• Task goal: Turn every line of the data below into a Markdown table with two columns, Row and Line, where Row is the row number and Line holds that line. Skip any blank lines.

>> Begin Data provided

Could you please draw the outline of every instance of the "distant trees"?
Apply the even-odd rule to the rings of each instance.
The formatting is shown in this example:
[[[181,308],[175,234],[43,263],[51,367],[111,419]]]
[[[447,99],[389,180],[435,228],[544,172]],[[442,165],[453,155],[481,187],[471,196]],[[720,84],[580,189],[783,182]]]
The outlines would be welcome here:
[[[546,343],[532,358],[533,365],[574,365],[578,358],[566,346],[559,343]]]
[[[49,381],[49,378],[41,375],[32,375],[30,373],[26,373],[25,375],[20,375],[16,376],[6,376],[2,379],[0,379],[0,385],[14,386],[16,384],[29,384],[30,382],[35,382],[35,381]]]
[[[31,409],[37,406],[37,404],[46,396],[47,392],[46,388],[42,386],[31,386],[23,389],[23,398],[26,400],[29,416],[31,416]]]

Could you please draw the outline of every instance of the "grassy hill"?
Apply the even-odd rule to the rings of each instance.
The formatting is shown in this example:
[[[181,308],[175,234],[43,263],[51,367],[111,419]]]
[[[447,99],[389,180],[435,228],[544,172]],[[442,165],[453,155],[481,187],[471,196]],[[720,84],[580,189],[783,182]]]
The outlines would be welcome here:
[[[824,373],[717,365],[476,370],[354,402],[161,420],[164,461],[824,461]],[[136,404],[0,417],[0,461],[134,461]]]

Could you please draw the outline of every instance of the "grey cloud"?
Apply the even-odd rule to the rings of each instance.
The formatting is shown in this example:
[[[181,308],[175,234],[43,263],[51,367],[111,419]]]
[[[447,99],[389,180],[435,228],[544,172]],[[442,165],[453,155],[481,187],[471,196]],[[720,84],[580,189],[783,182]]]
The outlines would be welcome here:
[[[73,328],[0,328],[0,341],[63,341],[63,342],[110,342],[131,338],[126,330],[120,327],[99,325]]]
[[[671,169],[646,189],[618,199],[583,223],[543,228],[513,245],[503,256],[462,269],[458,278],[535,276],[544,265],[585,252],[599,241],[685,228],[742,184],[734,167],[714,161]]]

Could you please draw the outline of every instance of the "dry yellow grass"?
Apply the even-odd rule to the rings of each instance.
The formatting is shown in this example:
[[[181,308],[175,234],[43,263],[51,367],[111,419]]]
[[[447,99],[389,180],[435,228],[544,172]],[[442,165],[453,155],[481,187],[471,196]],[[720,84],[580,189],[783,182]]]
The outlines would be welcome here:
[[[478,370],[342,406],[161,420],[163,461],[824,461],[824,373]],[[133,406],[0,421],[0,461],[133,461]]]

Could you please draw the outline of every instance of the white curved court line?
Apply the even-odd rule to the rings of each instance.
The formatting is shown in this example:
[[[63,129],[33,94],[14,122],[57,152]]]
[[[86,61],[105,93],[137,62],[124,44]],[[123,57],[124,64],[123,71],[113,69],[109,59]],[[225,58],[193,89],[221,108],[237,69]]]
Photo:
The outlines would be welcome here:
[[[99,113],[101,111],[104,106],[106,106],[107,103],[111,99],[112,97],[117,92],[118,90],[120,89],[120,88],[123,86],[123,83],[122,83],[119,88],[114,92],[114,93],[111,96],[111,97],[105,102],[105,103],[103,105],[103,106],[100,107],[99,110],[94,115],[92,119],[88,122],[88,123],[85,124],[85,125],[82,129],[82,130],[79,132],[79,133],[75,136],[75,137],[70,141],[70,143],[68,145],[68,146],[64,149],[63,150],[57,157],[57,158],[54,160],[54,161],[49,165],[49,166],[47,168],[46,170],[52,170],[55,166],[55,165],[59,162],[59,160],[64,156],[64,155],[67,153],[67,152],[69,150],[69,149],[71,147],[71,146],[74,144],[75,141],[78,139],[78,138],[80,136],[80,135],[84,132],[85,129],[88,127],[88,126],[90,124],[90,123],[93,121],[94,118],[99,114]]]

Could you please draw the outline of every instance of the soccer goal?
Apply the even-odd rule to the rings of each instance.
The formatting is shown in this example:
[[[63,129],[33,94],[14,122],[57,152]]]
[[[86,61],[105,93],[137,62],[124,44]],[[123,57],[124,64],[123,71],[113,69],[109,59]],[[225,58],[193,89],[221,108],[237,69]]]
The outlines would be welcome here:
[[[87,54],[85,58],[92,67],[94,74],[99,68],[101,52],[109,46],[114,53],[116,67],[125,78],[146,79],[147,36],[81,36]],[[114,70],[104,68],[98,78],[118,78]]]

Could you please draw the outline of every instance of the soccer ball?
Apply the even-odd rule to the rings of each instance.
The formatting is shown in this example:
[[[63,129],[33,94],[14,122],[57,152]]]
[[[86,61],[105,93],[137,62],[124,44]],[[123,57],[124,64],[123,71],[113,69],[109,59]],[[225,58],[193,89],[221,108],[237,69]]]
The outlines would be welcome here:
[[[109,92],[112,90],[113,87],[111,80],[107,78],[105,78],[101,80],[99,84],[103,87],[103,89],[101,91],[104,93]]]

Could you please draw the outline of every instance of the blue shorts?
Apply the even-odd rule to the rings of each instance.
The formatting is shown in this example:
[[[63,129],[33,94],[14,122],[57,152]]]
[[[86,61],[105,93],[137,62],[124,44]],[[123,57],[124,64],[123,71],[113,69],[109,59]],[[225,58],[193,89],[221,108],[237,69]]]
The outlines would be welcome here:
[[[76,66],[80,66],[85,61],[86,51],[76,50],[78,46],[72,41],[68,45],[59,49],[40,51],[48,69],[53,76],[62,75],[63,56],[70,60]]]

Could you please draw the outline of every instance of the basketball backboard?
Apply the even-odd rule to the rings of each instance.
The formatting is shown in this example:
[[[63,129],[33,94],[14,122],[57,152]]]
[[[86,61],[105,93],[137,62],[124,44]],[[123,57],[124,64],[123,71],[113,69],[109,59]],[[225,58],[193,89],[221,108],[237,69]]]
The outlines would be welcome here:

>> End Data provided

• Exercise solution:
| Row | Line |
|---|---|
| 1 | Could you please draw the outline of every instance of the "distant trees"? |
| 2 | Apply the even-odd rule to the rings of each instance. |
| 3 | The formatting is shown in this example: |
| 4 | [[[181,308],[175,234],[43,263],[51,367],[111,419]]] |
| 5 | [[[447,99],[389,180],[435,228],[544,172]],[[442,165],[453,155],[481,187],[471,196]],[[720,84],[580,189],[783,182]]] |
| 6 | The outlines would be welcome here: |
| 7 | [[[546,343],[532,358],[533,365],[574,365],[578,358],[566,346],[559,343]]] |
| 8 | [[[49,381],[49,378],[41,375],[32,375],[30,373],[26,373],[25,375],[20,375],[16,376],[6,376],[2,379],[0,379],[0,385],[14,386],[16,384],[29,384],[30,382],[35,382],[35,381]]] |
| 9 | [[[31,409],[37,406],[37,404],[46,396],[47,392],[46,388],[42,386],[31,386],[23,389],[23,398],[26,400],[29,416],[31,416]]] |
| 10 | Could you please draw the outline of every instance of the "grassy hill"? |
| 11 | Apply the even-odd rule to the rings of each instance. |
| 12 | The formatting is shown in this example: |
| 13 | [[[181,308],[175,234],[43,263],[51,367],[111,419]]] |
| 14 | [[[447,99],[389,180],[435,228],[544,172]],[[442,165],[453,155],[481,187],[471,196]],[[720,84],[580,189],[783,182]]] |
| 15 | The outlines would be welcome here: |
| 16 | [[[824,373],[717,365],[476,370],[354,402],[161,420],[164,461],[824,461]],[[136,404],[0,417],[0,461],[134,461]]] |
| 17 | Could you please draw the outline of every instance of the "grey cloud"? |
| 18 | Apply the even-odd rule to the rings of each instance. |
| 19 | The formatting is shown in this example: |
| 20 | [[[181,308],[175,234],[43,263],[51,367],[111,419]]] |
| 21 | [[[447,99],[389,180],[435,228],[544,172]],[[442,165],[453,155],[481,187],[471,196]],[[720,84],[580,189],[783,182]]] |
| 22 | The outlines would be welcome here: |
| 23 | [[[73,328],[0,328],[0,341],[63,341],[63,342],[110,342],[131,338],[126,330],[120,327],[99,325]]] |
| 24 | [[[671,169],[646,189],[618,199],[583,223],[543,228],[513,245],[503,256],[462,269],[458,278],[535,276],[544,265],[585,252],[599,241],[685,228],[742,184],[734,167],[714,161]]] |
| 25 | Could you please draw the outline of every instance of the "dry yellow grass"? |
| 26 | Apply the even-odd rule to the rings of each instance. |
| 27 | The formatting is shown in this example: |
| 28 | [[[181,308],[175,234],[43,263],[51,367],[111,419]]] |
| 29 | [[[447,99],[389,180],[435,228],[544,172]],[[442,165],[453,155],[481,187],[471,196]],[[720,84],[580,189],[783,182]]] |
| 30 | The outlines would be welcome here: |
| 31 | [[[478,370],[342,406],[161,420],[163,461],[824,461],[824,373]],[[133,406],[0,421],[0,461],[133,461]]] |
| 32 | Could you please draw the outline of every instance of the white curved court line? |
| 33 | Apply the even-odd rule to the rings of each instance. |
| 34 | The formatting is shown in this example: |
| 35 | [[[63,129],[33,94],[14,122],[57,152]]] |
| 36 | [[[86,61],[105,93],[137,62],[124,44]],[[123,57],[124,64],[123,71],[113,69],[109,59]],[[225,58],[193,89],[221,108],[237,69]]] |
| 37 | Photo: |
| 38 | The outlines would be welcome here: |
| 39 | [[[99,113],[101,111],[104,106],[106,106],[107,103],[111,99],[112,97],[117,92],[118,90],[120,89],[120,88],[123,86],[123,83],[122,83],[119,88],[114,92],[114,93],[111,96],[111,97],[105,102],[105,103],[103,105],[103,106],[100,107],[99,110],[94,115],[92,119],[88,122],[88,123],[85,124],[85,125],[82,129],[82,130],[79,132],[79,133],[75,136],[75,137],[70,141],[70,143],[68,145],[68,146],[64,149],[63,150],[57,157],[57,158],[54,160],[54,161],[49,165],[49,166],[47,168],[46,170],[52,170],[55,166],[55,165],[59,162],[59,160],[64,156],[64,155],[67,153],[67,152],[69,150],[69,149],[71,147],[71,146],[74,144],[75,141],[78,139],[78,138],[80,136],[80,135],[84,132],[85,129],[88,127],[88,126],[90,124],[90,123],[93,121],[94,118],[99,114]]] |
| 40 | Could you please draw the outline of every instance of the soccer goal? |
| 41 | Apply the even-odd rule to the rings of each instance. |
| 42 | The formatting is shown in this example: |
| 43 | [[[63,129],[33,94],[14,122],[57,152]]] |
| 44 | [[[86,61],[105,93],[137,62],[124,44]],[[123,57],[124,64],[123,71],[113,69],[109,59]],[[225,58],[193,89],[221,108],[237,69]]] |
| 45 | The outlines would be welcome here: |
| 46 | [[[87,54],[85,58],[92,67],[94,74],[99,68],[101,52],[109,46],[114,53],[116,67],[125,78],[146,79],[147,36],[81,36]],[[114,70],[104,68],[98,78],[118,78]]] |
| 47 | Could you please draw the outline of every instance of the soccer ball? |
| 48 | Apply the even-odd rule to the rings of each instance. |
| 49 | The formatting is shown in this example: |
| 50 | [[[63,129],[33,94],[14,122],[57,152]]] |
| 51 | [[[86,61],[105,93],[137,62],[124,44]],[[123,57],[124,64],[123,71],[113,69],[109,59]],[[225,58],[193,89],[221,108],[237,69]]] |
| 52 | The outlines would be welcome here: |
| 53 | [[[109,92],[112,90],[113,87],[111,80],[107,78],[105,78],[101,80],[99,84],[103,87],[103,89],[101,91],[104,93]]] |
| 54 | Could you please draw the outline of every instance of the blue shorts? |
| 55 | Apply the even-odd rule to the rings of each instance. |
| 56 | The formatting is shown in this example: |
| 57 | [[[63,129],[33,94],[14,122],[57,152]]] |
| 58 | [[[86,61],[105,93],[137,62],[124,44]],[[123,57],[124,64],[123,71],[113,69],[109,59]],[[225,58],[193,89],[221,108],[237,69]]] |
| 59 | The outlines would be welcome here: |
| 60 | [[[76,66],[80,66],[85,61],[86,51],[76,50],[78,46],[72,41],[68,45],[59,49],[40,51],[48,69],[53,76],[62,75],[63,56],[70,60]]] |
| 61 | Could you please draw the outline of every instance of the basketball backboard? |
| 62 | Apply the even-odd rule to the rings of each instance. |
| 63 | The formatting is shown in this example: |
| 64 | [[[63,129],[33,94],[14,122],[57,152]]] |
| 65 | [[[86,61],[105,93],[137,62],[124,44]],[[123,57],[124,64],[123,71],[113,69],[109,59]],[[225,58],[193,89],[221,108],[237,69]]] |
| 66 | The outlines would be welcome here: |